Directions for this task: From the records below, pull each line that has "clicks".

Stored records
___

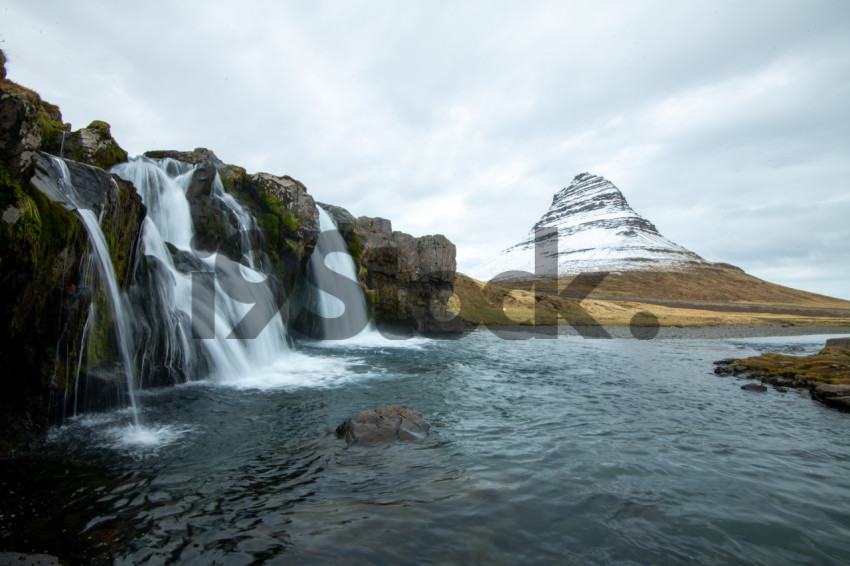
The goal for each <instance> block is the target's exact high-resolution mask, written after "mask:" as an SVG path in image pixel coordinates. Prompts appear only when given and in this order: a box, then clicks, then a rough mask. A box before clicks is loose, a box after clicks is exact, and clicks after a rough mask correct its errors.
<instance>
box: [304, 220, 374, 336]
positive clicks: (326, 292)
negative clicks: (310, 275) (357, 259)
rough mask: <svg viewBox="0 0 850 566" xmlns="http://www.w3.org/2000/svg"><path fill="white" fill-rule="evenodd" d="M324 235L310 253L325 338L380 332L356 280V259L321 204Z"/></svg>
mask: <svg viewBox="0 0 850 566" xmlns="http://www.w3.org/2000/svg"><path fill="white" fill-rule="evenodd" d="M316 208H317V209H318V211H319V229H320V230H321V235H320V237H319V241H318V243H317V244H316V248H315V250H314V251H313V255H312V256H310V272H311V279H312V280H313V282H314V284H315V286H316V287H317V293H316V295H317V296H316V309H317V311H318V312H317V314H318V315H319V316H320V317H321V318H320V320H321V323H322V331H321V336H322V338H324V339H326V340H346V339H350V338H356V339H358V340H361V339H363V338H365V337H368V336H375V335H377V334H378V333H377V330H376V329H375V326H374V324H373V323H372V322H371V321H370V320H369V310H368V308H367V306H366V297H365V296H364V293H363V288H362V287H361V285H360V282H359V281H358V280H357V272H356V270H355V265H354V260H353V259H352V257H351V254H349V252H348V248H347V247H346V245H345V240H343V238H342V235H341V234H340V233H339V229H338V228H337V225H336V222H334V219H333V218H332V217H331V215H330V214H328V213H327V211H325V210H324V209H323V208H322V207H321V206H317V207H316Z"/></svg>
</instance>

___

Result of this exercise:
The goal for each <instance> block is the target's exact high-resolution mask, written after "mask:" as an SVG path in image pixel coordinates. Prompts appear only when given and in this order: a box, then clicks, then a rough mask. A box before clicks is loose, a box after clicks is exact, and clicks after a rough mask correct its errors.
positive clicks: (326, 292)
negative clicks: (310, 275) (357, 259)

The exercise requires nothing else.